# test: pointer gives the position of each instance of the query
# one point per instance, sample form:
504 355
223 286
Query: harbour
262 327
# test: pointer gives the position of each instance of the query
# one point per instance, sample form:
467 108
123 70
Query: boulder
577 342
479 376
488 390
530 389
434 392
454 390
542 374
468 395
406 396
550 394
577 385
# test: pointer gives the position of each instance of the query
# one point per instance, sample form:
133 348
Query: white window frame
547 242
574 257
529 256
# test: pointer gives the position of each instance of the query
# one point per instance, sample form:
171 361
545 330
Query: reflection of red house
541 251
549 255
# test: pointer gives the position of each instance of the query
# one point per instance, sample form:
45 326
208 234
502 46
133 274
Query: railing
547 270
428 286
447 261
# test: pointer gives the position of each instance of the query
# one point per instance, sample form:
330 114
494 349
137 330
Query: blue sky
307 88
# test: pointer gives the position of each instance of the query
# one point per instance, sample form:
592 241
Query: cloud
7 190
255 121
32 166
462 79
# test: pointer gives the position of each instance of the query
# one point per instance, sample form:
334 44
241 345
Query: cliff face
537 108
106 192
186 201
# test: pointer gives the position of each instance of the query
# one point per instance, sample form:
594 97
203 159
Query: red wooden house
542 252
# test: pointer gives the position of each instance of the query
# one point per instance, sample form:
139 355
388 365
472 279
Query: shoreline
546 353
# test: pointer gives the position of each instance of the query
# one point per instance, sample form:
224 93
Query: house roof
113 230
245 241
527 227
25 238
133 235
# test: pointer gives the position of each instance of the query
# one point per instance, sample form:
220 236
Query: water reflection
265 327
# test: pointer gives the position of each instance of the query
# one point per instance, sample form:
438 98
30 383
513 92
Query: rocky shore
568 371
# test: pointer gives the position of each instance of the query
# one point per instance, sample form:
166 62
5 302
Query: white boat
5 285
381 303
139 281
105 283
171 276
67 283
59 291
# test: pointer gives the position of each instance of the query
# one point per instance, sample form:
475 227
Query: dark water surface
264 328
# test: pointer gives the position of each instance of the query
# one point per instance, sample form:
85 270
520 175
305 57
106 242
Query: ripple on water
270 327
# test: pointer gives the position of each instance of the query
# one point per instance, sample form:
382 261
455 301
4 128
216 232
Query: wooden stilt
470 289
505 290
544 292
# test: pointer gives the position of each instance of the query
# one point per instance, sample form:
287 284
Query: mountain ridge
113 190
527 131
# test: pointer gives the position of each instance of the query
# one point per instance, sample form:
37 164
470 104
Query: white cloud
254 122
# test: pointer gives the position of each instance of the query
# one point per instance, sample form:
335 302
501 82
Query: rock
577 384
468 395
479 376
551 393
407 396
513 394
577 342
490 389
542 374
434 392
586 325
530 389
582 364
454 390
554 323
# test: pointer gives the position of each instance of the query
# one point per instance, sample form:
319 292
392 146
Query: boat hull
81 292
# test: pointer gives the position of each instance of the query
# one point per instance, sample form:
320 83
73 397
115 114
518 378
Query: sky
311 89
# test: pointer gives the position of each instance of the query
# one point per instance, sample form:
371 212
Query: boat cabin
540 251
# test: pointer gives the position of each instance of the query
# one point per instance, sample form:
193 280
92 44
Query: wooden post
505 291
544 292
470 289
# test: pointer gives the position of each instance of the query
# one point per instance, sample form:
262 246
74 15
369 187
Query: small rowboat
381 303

= = = =

:: EXERCISE GOAL ::
Report only the number of lines in the material above that contain the string "reflection". Case counts.

:: WRITTEN ANSWER ::
2